***** SOURCE EXTRACT *****

On the input preprocessing side, the code takes an image read from Amazon S3 and converts it to the required TFS REST API input format.  On the output postprocessing side, the script simply passes through the predictions in the standard TFS format without modifying them. Alternatively, we could have just returned a class label for the class with the highest score, or performed other postprocessing that would be helpful to the application consuming the predictions. 

### Requirements.txt

Besides an `inference.py` script implementing the handler interface, it also may be necessary to supply a `requirements.txt` file to ensure any necessary dependencies are installed in the container along with the script.  For this script, in addition to the Python standard libraries we used the Pillow and Numpy libraries.

In [None]:
!wget -q https://raw.githubusercontent.com/aws-samples/amazon-sagemaker-script-mode/master/tf-distribution-options/code/requirements.txt
!cat ./requirements.txt

### Make Predictions

Next we'll set up the Predictor object created by the `deploy` method call above. Since we are using a preprocessing script, we need to specify the Predictor's content type as `application/x-image` and override the default (JSON) serializer. We can now get predictions about the sample data displayed above simply by providing the raw .png image bytes to the Predictor.  

In [None]:
predictor.content_type = 'application/x-image'
predictor.serializer = None

def get_prediction(file_path):
    
    with open(file_path, "rb") as image:
        f = image.read()
    b = bytearray(f)
    return labels[np.argmax(predictor.predict(b)['predictions'], axis=1)[0]]

In [None]:
import time
start = time.time()
predictions = [get_prediction(image) for image in images]
end = time.time()
print(end - start)
print(predictions)

# Cleanup

To avoid incurring charges due to a stray endpoint, delete the Amazon SageMaker endpoint if you no longer need it:

In [None]:
sagemaker_session.delete_endpoint(predictor.endpoint)

***** MATERIAL *****

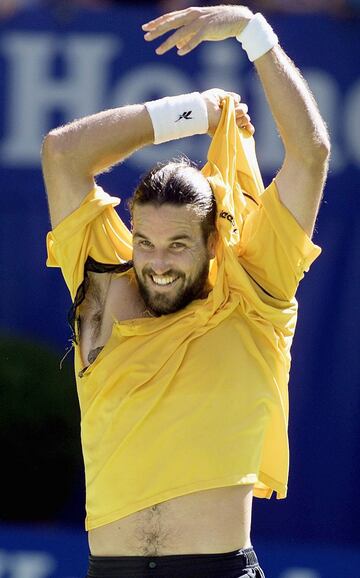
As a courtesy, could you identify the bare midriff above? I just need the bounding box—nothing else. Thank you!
[89,484,253,556]
[80,274,253,556]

*****

### EXERCISE A
Condense the paragraph of the SageMaker notebook excerpt that begins "Besides an `inference.py` script" into a short bulleted list, keeping its main facts.
### EXERCISE B
Update everything from "Next we'll set" down to "b = bytearray(f)" in the SageMaker notebook excerpt by changing "file_path" to "image_path", then write out that updated part.
The data shown here was taken from a separate source.

### FULL ANSWER A
- An `inference.py` script that implements the handler interface may also need a `requirements.txt` file.
- That file ensures the necessary dependencies are installed in the container along with the script.
- Besides the Python standard libraries, this script uses the Pillow and Numpy libraries.

### FULL ANSWER B
Next we'll set up the Predictor object created by the `deploy` method call above. Since we are using a preprocessing script, we need to specify the Predictor's content type as `application/x-image` and override the default (JSON) serializer. We can now get predictions about the sample data displayed above simply by providing the raw .png image bytes to the Predictor.  

In [None]:
predictor.content_type = 'application/x-image'
predictor.serializer = None

def get_prediction(image_path):
    
    with open(image_path, "rb") as image:
        f = image.read()
    b = bytearray(f)